▶ Task statement: How many lines of the records contain the string "white"? Case counts; give only the number.

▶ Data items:
++++
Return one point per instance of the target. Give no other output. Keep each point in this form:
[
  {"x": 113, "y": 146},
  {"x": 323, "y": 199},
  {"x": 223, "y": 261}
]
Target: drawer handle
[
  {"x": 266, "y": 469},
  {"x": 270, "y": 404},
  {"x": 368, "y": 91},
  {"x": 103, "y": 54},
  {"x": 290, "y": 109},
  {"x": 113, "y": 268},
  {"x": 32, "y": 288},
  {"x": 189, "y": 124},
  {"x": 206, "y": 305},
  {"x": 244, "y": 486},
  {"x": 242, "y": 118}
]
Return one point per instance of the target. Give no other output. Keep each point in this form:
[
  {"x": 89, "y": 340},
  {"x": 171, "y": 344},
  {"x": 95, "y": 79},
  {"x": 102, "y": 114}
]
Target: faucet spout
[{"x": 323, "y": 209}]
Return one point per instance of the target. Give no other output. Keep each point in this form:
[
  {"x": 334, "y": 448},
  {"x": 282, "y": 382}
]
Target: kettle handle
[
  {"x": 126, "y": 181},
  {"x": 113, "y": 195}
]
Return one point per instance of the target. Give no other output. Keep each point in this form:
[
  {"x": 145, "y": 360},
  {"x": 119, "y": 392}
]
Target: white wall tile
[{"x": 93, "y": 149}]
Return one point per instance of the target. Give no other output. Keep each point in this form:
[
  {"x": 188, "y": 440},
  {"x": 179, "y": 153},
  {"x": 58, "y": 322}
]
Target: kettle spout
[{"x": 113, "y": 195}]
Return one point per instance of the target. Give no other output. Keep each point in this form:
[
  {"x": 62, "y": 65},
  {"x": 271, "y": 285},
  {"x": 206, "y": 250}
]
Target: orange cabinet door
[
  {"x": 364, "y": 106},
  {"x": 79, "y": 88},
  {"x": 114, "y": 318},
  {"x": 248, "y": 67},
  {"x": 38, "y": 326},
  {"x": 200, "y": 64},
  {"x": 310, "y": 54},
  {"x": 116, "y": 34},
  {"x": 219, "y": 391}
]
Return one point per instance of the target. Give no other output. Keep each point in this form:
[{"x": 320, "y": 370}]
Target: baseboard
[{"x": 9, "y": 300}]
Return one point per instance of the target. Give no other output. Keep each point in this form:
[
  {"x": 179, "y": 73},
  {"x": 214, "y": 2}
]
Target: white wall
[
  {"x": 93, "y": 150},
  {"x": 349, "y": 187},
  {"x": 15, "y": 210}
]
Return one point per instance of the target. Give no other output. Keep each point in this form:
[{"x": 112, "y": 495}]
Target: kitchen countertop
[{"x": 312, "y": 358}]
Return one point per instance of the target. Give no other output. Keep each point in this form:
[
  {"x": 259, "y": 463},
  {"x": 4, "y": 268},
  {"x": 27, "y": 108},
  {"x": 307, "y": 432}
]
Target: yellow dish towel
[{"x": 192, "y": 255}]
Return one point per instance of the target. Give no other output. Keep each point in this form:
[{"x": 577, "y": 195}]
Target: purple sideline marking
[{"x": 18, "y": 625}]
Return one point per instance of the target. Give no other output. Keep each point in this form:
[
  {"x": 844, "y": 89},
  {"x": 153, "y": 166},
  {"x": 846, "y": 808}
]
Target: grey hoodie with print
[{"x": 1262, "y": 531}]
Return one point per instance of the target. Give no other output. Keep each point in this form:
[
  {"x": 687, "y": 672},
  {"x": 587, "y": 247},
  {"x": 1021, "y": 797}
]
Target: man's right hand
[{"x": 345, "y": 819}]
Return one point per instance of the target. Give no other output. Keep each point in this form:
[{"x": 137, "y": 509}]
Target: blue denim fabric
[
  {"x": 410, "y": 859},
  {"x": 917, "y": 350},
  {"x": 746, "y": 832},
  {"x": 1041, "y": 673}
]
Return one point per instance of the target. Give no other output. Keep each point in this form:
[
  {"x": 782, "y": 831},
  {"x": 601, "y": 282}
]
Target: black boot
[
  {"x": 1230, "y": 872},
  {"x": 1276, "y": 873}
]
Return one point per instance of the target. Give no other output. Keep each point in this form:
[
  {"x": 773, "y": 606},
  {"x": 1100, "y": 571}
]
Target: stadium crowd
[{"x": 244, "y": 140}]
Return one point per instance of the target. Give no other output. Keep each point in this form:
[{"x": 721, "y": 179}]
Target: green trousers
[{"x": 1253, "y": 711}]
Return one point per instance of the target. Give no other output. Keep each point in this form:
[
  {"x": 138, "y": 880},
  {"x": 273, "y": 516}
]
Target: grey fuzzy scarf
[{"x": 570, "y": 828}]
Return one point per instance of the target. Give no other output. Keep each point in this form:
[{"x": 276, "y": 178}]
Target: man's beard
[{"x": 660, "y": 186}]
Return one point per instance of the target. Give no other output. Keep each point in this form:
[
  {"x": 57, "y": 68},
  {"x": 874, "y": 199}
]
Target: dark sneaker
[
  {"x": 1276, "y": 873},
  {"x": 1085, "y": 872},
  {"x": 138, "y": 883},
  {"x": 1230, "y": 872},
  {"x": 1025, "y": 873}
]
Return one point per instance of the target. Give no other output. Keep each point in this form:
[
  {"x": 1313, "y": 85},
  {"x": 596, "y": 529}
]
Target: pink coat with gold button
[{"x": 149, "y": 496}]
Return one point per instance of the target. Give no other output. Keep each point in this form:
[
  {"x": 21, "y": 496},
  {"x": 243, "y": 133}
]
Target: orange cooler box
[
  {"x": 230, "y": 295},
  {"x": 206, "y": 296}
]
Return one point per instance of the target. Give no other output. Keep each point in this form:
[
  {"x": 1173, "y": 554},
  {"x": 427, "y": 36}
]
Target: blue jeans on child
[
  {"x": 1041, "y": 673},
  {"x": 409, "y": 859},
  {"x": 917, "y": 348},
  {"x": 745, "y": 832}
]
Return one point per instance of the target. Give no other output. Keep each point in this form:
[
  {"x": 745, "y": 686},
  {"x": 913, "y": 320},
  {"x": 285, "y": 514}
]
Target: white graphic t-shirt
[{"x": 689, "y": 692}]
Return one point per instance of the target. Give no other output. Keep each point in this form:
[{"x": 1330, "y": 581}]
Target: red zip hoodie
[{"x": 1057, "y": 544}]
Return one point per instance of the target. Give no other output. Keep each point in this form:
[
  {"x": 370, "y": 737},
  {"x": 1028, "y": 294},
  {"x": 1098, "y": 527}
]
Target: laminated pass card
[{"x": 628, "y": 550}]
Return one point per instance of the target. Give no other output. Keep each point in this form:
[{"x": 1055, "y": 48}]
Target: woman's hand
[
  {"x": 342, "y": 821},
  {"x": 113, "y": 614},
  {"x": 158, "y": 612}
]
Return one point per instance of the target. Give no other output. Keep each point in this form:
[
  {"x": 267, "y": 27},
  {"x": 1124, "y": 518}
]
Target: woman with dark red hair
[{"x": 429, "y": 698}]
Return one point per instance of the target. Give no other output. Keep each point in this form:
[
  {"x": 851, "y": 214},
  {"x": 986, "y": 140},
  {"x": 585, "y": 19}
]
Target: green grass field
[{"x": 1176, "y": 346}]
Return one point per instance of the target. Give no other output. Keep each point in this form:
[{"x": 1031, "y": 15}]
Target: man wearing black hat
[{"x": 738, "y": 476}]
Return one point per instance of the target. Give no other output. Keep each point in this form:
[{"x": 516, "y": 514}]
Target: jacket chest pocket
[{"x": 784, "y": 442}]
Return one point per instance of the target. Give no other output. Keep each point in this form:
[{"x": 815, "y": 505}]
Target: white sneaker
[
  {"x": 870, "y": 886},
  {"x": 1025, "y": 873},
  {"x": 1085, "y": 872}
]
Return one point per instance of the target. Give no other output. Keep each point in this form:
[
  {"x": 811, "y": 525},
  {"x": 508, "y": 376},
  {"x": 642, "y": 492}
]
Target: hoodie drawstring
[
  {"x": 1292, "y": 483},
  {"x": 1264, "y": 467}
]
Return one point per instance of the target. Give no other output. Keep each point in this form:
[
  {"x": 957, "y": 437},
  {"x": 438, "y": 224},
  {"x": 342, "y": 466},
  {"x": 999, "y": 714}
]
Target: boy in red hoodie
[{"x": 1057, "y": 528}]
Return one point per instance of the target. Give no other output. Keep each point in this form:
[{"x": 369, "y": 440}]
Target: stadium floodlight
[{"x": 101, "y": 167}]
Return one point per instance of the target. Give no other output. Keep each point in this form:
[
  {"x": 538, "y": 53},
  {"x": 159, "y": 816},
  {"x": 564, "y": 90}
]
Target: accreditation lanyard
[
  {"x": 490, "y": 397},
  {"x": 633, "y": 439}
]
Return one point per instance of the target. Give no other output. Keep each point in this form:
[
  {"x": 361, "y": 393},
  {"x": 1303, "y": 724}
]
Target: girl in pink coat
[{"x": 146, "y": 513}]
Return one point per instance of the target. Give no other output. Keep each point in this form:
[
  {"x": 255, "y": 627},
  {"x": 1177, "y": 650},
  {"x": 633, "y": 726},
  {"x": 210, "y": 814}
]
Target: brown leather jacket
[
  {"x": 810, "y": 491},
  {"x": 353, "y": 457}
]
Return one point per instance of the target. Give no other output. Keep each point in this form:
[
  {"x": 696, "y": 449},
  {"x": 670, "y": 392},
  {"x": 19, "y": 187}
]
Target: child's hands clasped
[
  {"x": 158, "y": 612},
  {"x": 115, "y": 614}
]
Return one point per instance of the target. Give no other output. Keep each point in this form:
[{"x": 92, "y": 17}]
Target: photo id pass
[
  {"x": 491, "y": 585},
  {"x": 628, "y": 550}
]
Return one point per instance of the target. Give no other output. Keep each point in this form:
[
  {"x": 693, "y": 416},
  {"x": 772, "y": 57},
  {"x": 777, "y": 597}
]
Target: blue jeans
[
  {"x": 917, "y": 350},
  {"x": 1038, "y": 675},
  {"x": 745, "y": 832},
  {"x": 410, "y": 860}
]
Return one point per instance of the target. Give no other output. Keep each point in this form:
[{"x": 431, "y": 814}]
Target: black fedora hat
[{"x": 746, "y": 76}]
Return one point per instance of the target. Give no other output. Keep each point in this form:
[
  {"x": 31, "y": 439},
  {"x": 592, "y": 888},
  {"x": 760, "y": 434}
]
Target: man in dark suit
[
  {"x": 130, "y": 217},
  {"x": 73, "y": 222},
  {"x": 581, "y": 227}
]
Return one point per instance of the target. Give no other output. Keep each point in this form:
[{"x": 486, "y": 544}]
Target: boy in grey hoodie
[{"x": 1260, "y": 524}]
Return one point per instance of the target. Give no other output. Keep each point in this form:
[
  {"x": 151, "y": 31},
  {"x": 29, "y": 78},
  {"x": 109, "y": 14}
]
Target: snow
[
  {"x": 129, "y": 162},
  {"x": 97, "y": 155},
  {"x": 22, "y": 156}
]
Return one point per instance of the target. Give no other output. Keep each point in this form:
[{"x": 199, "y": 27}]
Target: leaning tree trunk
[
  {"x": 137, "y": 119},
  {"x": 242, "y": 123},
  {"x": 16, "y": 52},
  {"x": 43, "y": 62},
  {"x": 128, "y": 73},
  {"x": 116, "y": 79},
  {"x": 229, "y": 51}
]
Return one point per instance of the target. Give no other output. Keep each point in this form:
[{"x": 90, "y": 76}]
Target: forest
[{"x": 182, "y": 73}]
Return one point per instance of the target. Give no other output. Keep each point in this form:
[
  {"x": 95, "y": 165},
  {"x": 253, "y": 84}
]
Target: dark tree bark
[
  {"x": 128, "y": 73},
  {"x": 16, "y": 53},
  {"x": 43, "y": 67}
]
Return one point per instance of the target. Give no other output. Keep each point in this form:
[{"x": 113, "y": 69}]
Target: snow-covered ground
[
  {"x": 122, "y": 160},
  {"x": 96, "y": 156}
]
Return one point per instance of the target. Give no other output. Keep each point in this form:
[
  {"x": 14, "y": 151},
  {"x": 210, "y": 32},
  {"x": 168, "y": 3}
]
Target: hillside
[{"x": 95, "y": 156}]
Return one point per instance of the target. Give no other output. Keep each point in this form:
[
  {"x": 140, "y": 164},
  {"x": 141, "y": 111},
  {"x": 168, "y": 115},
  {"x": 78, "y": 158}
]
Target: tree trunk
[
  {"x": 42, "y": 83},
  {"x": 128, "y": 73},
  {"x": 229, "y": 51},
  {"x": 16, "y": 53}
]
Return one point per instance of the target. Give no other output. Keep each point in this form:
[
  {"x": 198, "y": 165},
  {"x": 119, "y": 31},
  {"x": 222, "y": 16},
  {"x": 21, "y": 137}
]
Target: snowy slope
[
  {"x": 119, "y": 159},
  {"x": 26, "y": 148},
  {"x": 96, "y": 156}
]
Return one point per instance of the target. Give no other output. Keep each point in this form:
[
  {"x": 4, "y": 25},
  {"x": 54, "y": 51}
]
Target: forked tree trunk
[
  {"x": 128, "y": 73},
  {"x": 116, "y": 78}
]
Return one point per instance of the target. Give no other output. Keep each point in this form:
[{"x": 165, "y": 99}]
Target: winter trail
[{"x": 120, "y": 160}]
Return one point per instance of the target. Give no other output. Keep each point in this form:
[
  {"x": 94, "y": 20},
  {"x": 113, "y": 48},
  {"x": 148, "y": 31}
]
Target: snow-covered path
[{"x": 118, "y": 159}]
++++
▶ Answer to the exercise: 4